Work required:
Go through the listing below and reproduce it word for word.

Material provided:

============================================================

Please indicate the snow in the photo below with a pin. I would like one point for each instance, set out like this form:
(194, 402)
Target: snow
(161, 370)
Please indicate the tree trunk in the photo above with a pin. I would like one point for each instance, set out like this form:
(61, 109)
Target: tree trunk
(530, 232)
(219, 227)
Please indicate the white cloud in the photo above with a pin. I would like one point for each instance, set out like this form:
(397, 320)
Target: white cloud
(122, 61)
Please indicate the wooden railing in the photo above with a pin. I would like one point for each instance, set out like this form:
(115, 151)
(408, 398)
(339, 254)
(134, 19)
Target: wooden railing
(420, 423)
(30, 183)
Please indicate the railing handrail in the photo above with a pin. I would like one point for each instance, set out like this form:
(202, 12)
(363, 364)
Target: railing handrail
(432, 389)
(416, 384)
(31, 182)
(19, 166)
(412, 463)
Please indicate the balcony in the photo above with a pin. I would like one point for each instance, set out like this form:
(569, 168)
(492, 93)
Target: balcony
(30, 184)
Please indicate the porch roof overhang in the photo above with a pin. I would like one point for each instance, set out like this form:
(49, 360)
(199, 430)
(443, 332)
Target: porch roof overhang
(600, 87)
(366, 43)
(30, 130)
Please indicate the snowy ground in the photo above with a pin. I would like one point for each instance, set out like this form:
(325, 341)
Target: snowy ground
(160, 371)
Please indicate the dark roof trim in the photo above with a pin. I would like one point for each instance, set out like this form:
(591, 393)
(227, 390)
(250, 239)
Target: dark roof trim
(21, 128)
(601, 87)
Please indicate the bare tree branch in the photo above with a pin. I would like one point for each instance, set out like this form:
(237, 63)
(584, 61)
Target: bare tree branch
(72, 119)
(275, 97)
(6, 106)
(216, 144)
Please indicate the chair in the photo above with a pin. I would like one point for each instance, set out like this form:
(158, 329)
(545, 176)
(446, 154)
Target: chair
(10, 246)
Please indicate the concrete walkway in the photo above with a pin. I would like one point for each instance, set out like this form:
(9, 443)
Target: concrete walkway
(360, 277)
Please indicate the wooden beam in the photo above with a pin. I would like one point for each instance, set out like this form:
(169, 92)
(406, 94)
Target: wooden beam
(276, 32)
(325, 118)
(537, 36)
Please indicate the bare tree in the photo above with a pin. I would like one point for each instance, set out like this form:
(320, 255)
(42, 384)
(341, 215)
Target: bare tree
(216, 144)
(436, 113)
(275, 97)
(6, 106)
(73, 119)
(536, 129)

============================================================

Response:
Please indicate the snow in the photo below with a pin. I would like one point for each instance, set out like this form:
(194, 402)
Target: snow
(161, 370)
Please indicate the tree trunk in the photo above with a pin. I would like one point for each instance, set out like this form:
(61, 109)
Target: tree trunk
(530, 232)
(219, 227)
Please indicate the white cloud in the photo above with a pin. I would like one point for each instance, set out like this form:
(397, 320)
Target: white cloud
(122, 61)
Please indicate the wooden railing in the photo above with a pin. I would like one point for each instance, set out like this form:
(115, 151)
(408, 398)
(339, 254)
(134, 19)
Target: wooden railing
(420, 423)
(30, 183)
Please indicate the railing handrail in the photo above with a pin. I would like one point for each instance, set out like this form:
(202, 12)
(363, 364)
Target: railing handrail
(432, 389)
(416, 384)
(31, 182)
(19, 166)
(412, 463)
Please indicate the balcony in the photo above with a pin. I would like one point for each instance, set out like this form:
(569, 168)
(492, 93)
Target: balcony
(30, 184)
Please indicate the porch roof overhang in the photo above with a pin. I would like one point for each instance, set out like this form:
(49, 360)
(199, 430)
(443, 332)
Target: porch roof overhang
(600, 87)
(366, 43)
(30, 130)
Please indicate the snowy ground in the photo above with a pin. I would like one point for each instance, set out like this form:
(325, 341)
Target: snowy ground
(160, 371)
Please indicate the dark roof trim in the photo above with a pin. I would like one point for each instance, set out like this form:
(591, 393)
(227, 390)
(250, 239)
Target: dark roof trim
(21, 128)
(601, 87)
Please indicate the bare tree branch in the photo above with a pin. I would like one point for each instance, set out like this form:
(237, 63)
(584, 61)
Target: bare tree branch
(72, 119)
(275, 97)
(6, 106)
(216, 144)
Please indicate the chair in the photo above with a pin. I would like one point for each instance, set out like this form:
(158, 329)
(545, 176)
(446, 154)
Target: chair
(10, 246)
Please indicate the concrete walkway in the photo above with a pin. I would like one point for each instance, set out like this form:
(9, 443)
Target: concrete walkway
(360, 277)
Please indicate the wooden beam in the photo above with a pin. I would like one point for each instance, set out like this form:
(169, 92)
(406, 94)
Target: wooden beam
(276, 32)
(325, 118)
(537, 36)
Please indicate the bare tree in the photo above with a pin. I would like one point for each instance, set out like this form:
(320, 255)
(42, 384)
(341, 215)
Target: bare tree
(216, 144)
(436, 113)
(275, 97)
(6, 106)
(73, 119)
(536, 129)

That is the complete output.